TEXTO FORNECIDO:
Temos que preparar as condições para que os nossos irmãos entrem directa e conscientemente na rota da abolição definitiva da exploração, mas não podemos convidá-los a entrar se nós próprios somos cúmplices nessa exploração. Se nos perguntarem quais são os métodos para fixar preços equitativos, não poderíamos responder; não conhecemos a magnitude prática desta questão, só sabemos que, depois de discussões políticas, a União Soviética e Cuba assinaram acordos avantajosos para nós, através dos quais venderemos até cinco milhões de toneladas a preços fixos aos normais no chamado mercado livre do açúcar. A República da China também mantém esses preços de compra.
Isto é somente um antecedente, a tarefa real consiste em fixar preços que permitam o desenvolvimento. Uma grande mudança de concepção consistirá em mudar a ordem das relações internacionais; não se deve ser o Comércio Exterior a fixar a política, mas ao contrário, aquele deve estar subordinado a uma política fraternal para os povos.
Analisaremos rapidamente o problema dos créditos a longo prazo para desenvolver indústrias básicas. Frequentemente deparamos com países beneficiários que se apressam a fundar as bases industriais desproporcionadamente com a sua capacidade actual, cujos produtos não se consumirão no território e cujas reservas se comprometerão com o esforço. A nossa forma de pensar é que os investimentos dos países socialistas no seu próprio território pesam directamente no orçamento estatal e não se recuperam a não ser através da utilização dos produtos no processo completo da sua elaboração, até chegar aos últimos extremos da manufactura. A nossa proposta é que se pense na possibilidade de realizar investimentos deste tipo nos países subdesenvolvidos.

ENUNCIADO DA TAREFA: Atualize o trecho do texto fornecido que vai de "Temos que preparar" até "preços de compra.", inclusive, trocando "exploração" por "opressão". As linhas apresentadas a seguir provêm de outra fonte.

MATERIAL FORNECIDO:
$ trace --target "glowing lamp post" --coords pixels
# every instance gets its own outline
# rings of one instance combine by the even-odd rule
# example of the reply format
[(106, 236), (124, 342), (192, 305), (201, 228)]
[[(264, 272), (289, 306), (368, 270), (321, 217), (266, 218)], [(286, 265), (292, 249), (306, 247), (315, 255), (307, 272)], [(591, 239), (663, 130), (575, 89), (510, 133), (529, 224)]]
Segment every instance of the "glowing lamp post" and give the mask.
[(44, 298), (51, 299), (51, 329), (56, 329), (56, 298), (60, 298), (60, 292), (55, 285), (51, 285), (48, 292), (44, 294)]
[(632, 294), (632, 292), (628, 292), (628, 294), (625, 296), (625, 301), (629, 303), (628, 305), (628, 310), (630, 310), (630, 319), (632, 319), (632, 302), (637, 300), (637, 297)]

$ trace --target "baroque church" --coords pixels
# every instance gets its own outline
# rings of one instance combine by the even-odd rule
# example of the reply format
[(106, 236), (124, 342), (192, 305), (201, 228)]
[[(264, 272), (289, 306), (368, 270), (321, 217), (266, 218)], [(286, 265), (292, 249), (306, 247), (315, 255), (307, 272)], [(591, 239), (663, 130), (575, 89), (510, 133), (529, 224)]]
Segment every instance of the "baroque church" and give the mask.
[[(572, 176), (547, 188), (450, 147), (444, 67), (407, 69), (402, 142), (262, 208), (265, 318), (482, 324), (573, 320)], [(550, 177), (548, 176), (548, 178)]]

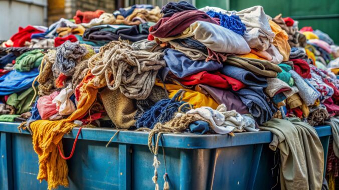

RESPOSTA ESCRITA:
Temos que preparar as condições para que os nossos irmãos entrem directa e conscientemente na rota da abolição definitiva da opressão, mas não podemos convidá-los a entrar se nós próprios somos cúmplices nessa opressão. Se nos perguntarem quais são os métodos para fixar preços equitativos, não poderíamos responder; não conhecemos a magnitude prática desta questão, só sabemos que, depois de discussões políticas, a União Soviética e Cuba assinaram acordos avantajosos para nós, através dos quais venderemos até cinco milhões de toneladas a preços fixos aos normais no chamado mercado livre do açúcar. A República da China também mantém esses preços de compra.